## PAGE TEXT
::::::::

As I research the possibilities beyond my little Nokia, which I still haven’t programmed, I encounter a prediction from Hampton’s Magazine in 1908 . “The citizen of the wireless age will walk abroad with a receiving apparatus compactly arranged in his hat and tuned to that one of myriad vibrations by which he has chosen to be called….When that invention is perfected, we shall have a new series of daily miracles.” The magazine did not foresee men’s fedoras devolving into baseball caps. Other than that, it seems like a pretty prescient idea, down to the custom ringtone.
I decide to shop for this “new series of daily miracles” and discover that there is a whole new product line emerging that uses the word SMART. Smart coats, Smart homes, smart appliances. How cool is that? This could really make up for the dumbing down effect everyone is feeling. With a toaster that’s smarter than I am, I can just concentrate on watching Gilligan’s Island re-runs.
You can buy a smart coat that has built in solar panels and special pockets that will charge your cell phone, PDA (That’s Personal Digital Assistant for those still stuck in the 20th century), Ipod and more. That’s all? I want a smarter coat. When I put it on in the morning, it will tell me where I left my keys via a small transmitter in the lapel. Some clothes now contain GPS devices that allow you to track the wearer. I want a coat that can remind me of where I am! When I’m driving, and about to turn to go to my office, even though it’s Sunday, my smart coat will snort and say, “Wake up, Knucklehead, you were going hiking, remember?”

::::::::

## DATASET EXTRACT
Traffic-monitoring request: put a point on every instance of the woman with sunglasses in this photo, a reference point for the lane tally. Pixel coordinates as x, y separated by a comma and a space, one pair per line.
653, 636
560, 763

::::::::

## WHAT YOU HAVE TO DO
Reproduce the essay on smart gadgets word for word, everything from "As I research" down to "the custom ringtone.".

## COMPLETED TASK
As I research the possibilities beyond my little Nokia, which I still haven’t programmed, I encounter a prediction from Hampton’s Magazine in 1908 . “The citizen of the wireless age will walk abroad with a receiving apparatus compactly arranged in his hat and tuned to that one of myriad vibrations by which he has chosen to be called….When that invention is perfected, we shall have a new series of daily miracles.” The magazine did not foresee men’s fedoras devolving into baseball caps. Other than that, it seems like a pretty prescient idea, down to the custom ringtone.